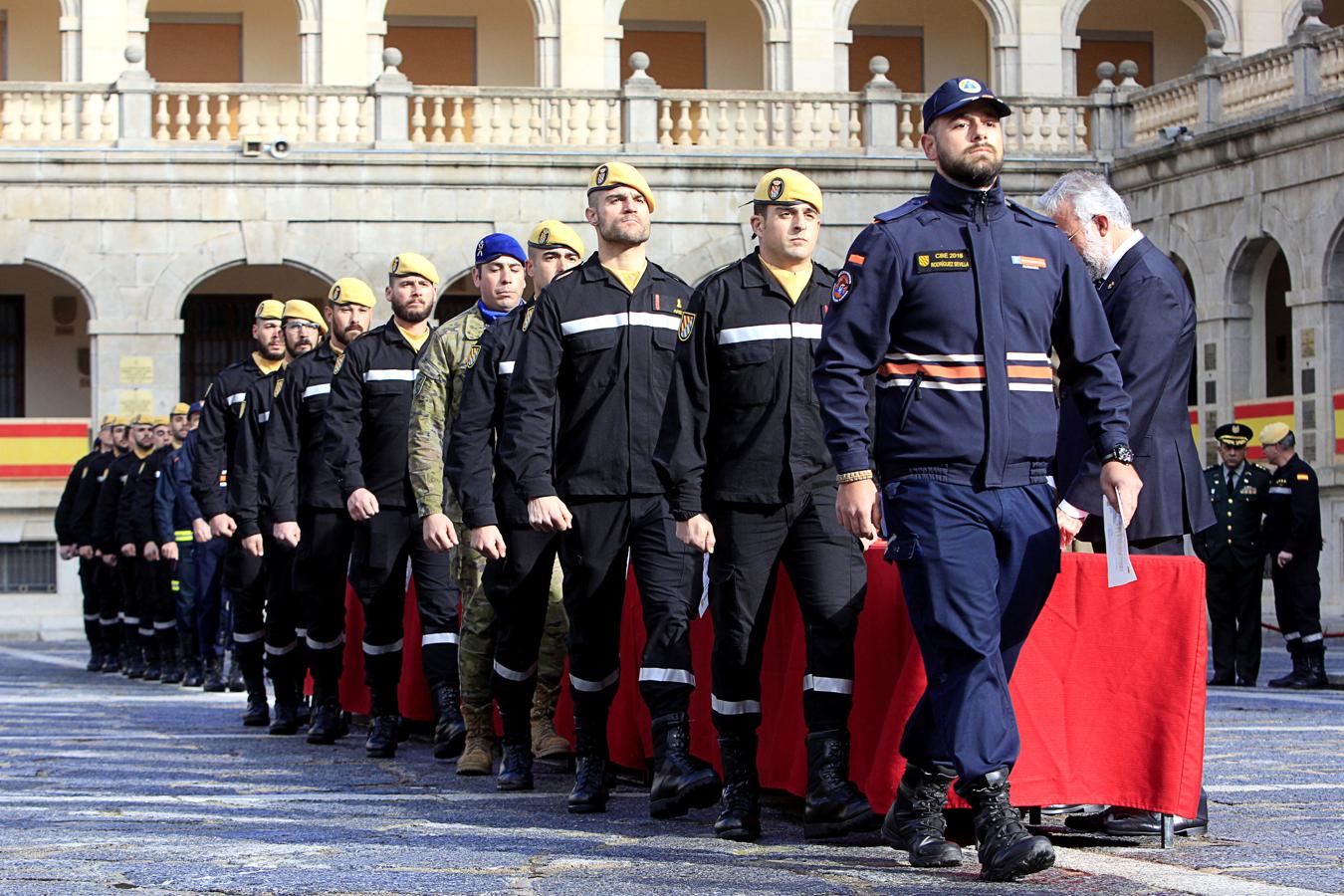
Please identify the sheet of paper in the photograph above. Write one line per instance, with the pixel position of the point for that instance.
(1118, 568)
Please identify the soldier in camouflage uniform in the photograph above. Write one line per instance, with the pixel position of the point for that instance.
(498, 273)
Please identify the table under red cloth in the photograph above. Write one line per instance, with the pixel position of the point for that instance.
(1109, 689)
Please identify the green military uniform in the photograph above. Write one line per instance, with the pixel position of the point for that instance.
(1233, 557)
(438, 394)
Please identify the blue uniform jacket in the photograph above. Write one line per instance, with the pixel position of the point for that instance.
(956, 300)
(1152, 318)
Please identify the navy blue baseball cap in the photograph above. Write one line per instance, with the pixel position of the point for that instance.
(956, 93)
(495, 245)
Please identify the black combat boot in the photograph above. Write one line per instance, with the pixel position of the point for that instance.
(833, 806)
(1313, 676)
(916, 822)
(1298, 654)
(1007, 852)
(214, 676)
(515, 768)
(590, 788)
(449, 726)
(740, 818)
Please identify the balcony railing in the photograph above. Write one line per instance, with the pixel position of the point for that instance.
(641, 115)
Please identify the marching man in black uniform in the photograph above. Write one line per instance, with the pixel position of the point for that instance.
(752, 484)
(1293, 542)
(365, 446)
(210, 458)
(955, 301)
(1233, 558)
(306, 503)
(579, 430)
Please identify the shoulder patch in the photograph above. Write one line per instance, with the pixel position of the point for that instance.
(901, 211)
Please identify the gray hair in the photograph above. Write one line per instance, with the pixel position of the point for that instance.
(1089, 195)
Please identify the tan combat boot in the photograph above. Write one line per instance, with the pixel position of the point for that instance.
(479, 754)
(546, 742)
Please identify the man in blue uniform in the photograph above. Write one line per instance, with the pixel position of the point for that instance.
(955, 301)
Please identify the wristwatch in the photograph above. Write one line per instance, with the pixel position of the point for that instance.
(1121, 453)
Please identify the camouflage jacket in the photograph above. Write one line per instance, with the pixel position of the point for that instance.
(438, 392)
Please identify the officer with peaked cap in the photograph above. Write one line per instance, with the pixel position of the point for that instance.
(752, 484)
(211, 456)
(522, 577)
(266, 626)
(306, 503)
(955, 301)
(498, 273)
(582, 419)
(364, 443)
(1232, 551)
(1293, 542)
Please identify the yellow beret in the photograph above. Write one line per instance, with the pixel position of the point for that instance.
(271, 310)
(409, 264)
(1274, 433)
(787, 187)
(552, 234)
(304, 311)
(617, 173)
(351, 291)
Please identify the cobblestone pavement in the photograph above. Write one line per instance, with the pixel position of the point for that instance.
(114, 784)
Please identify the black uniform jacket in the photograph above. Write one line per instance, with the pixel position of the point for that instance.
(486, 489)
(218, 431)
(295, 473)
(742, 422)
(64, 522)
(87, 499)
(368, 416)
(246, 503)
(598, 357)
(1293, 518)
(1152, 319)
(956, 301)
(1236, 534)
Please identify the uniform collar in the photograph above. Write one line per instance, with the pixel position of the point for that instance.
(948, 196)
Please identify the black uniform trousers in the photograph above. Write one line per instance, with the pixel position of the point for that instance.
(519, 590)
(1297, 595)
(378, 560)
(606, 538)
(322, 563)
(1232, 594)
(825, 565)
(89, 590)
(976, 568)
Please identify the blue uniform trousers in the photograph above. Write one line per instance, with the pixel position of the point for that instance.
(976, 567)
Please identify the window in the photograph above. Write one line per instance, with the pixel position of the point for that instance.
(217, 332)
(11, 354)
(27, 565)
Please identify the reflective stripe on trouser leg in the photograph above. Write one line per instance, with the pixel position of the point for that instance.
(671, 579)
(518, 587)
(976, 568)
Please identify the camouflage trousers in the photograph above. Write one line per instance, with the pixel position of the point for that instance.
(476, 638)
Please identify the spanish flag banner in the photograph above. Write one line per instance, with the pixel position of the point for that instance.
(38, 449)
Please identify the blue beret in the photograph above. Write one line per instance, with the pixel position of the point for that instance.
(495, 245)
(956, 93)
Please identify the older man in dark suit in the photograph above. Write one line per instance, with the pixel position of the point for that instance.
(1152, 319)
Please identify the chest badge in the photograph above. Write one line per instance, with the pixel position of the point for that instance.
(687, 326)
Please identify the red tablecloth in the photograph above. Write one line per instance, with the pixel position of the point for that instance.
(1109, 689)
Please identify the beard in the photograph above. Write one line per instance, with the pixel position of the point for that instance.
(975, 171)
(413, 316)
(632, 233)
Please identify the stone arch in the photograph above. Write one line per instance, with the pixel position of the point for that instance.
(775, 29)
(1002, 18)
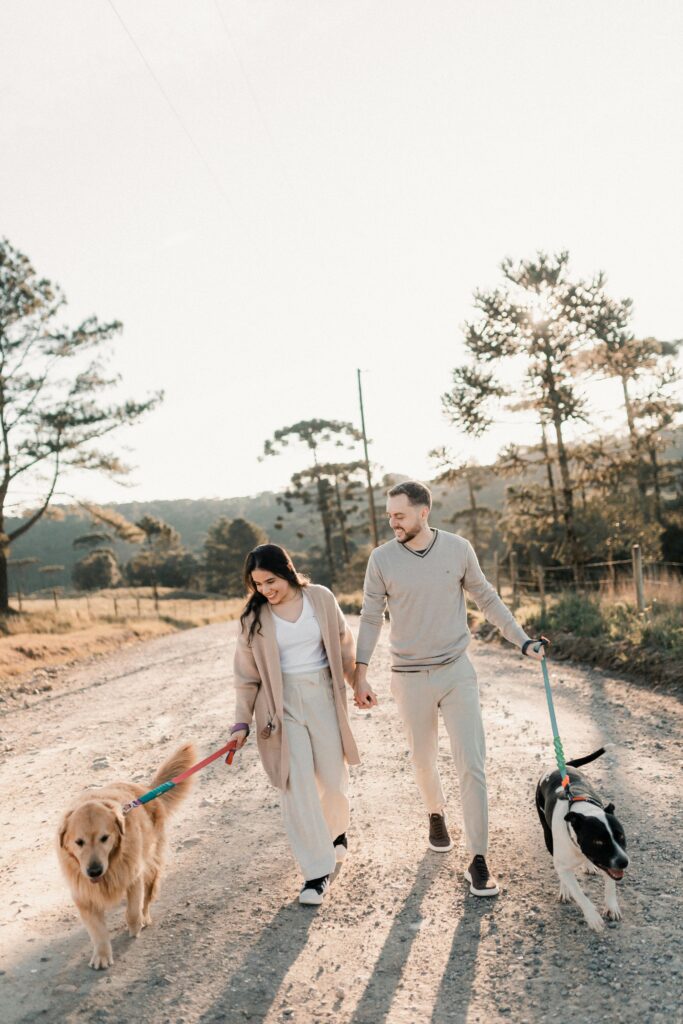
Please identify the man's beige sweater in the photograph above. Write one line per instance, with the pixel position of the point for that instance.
########################################
Work instructions: Print the entire listing above line for line without changing anything, but leave out the pictures.

Problem solution:
Please identify the sheet of paper in the photograph above. Write one line per instance, with the pixel position of the point for that instance.
(1118, 568)
Please identify the soldier in camouflage uniform in the photograph above. Write one line per instance, with the pixel position of the point for that instance.
(498, 273)
Please identify the table under red cloth in the photograph above. Write one line per instance, with the pixel position of the point for that instance.
(1109, 689)
Please identify the green military uniform in the photograph above. Write one line per instance, with the pixel position of the point for that instance.
(1233, 557)
(438, 394)
Please identify the blue uniform jacket in the photograph above. Write one line per instance, with the pixel position of the point for that instance.
(956, 300)
(1152, 318)
Please identify the navy blue baseball cap in the photograph above. Write one line per instance, with the pixel position of the point for that instance.
(956, 93)
(495, 245)
Please identify the black combat boot in the photograph above. Write one line per instance, with the pixel position of the point for that instance.
(833, 806)
(1313, 676)
(916, 822)
(1298, 654)
(1007, 852)
(214, 676)
(515, 768)
(590, 788)
(449, 726)
(740, 818)
Please identify the balcony railing in the photograph above. Write one line per instance, with the pixel position of the point for that instance.
(641, 115)
Please identify the marching man in black uniform in the photograph above. Write one line per instance, with the pixel position of the point for that instance.
(752, 484)
(1293, 542)
(365, 446)
(210, 458)
(955, 301)
(1233, 558)
(306, 503)
(579, 430)
Please identify the shoulder patch in the photograph above. Write one line per instance, with the pixel position of the point for that instance.
(901, 211)
Please identify the gray hair in the photograph above. Write one line per instance, with the pixel position of the point for that instance.
(1089, 195)
Please identify the tan combat boot in the photograph above. Write one line per instance, with the pixel position of the point for that instance.
(479, 754)
(546, 742)
Please identify the man in blue uniform in the photograph above. Write one line per instance, with the pixel position of the point for that instance.
(955, 301)
Please identify the wristwatch in the photograph above. Write one line per instance, with the pixel position of the point for that instance.
(1121, 453)
Please identify the camouflage jacket in the photograph above. Write one line per instance, with the pixel position of the point for that instance.
(438, 392)
Please identify the officer with peaked cap in the photograph above. Write one line per instance, with the pixel position of the point for that instance.
(752, 484)
(211, 456)
(522, 577)
(266, 626)
(306, 503)
(955, 301)
(498, 273)
(582, 419)
(364, 443)
(1232, 551)
(1293, 542)
Please identify the yellow beret in the photograph above. Write one line per instance, with the pixel position of the point for that instance.
(271, 310)
(409, 264)
(1274, 433)
(787, 187)
(552, 234)
(304, 311)
(617, 173)
(351, 291)
Please identify the cobblestone pavement in the photograph above. Write one line per instance, with the pixel position of the point for that instance.
(114, 784)
Please identify the black uniform jacket in the photograph above. Write one line per instance, with the pixel position of the point for that instance.
(486, 489)
(218, 431)
(295, 473)
(742, 422)
(64, 522)
(87, 499)
(368, 416)
(246, 503)
(598, 357)
(1293, 518)
(1152, 319)
(956, 301)
(1236, 534)
Please identify the uniform collar in the photograph above. Write one line per instance, with the pixel position of the point for that instance.
(948, 196)
Please identify the black uniform trousers in the photograph above. Write one line per instance, with the pixel position of the point for that instance.
(519, 590)
(1297, 595)
(378, 560)
(606, 538)
(322, 563)
(1232, 594)
(825, 565)
(89, 590)
(976, 568)
Please identify the blue uniform trousers in the photograph above. Write one line per instance, with the pixel position of the point for that instance.
(976, 567)
Please identify the window in the photograph above. Write one line per instance, with the pixel position of the point for that instance.
(217, 332)
(11, 354)
(27, 565)
Please identify the reflective stripe on trouser leg in the photograph above. Write one line per instance, with the pixel position of the point for that instance.
(671, 579)
(518, 587)
(976, 568)
Please identify the camouflage trousers in the photograph above. Write one line per instance, with the pixel position of the point for that instance.
(476, 638)
Please identify the spanish flag banner in the photograph above. Write one line per instance, with the pixel position of the point for that instance.
(38, 449)
Please identify the blue beret in the photograph above. Write one line per instance, with the pixel position of the point for that instance.
(495, 245)
(956, 93)
Please identify the older man in dark suit in the photograph above. Write one line per instance, with the pixel position of the point for that instance.
(1152, 319)
Please identify the chest badge in the photograph above. Write one line per instance, with the pixel position of the point for that instance.
(687, 326)
Please identify the red tablecloth in the photograph above. Write one line per instance, with the pixel position of the point for that instance.
(1109, 689)
Please identify the beard in the photograph above. Write one line per instance, with the pixel position of the point for that instance.
(975, 171)
(413, 316)
(632, 233)
Please identify the stone arch in the photograph above. Write one line per instance, with the pixel position of the point for that instance.
(775, 29)
(1002, 18)
Please identify the man's beige sweater in the photograph above. Write one line per instance, with the pixel position of the point for that instance.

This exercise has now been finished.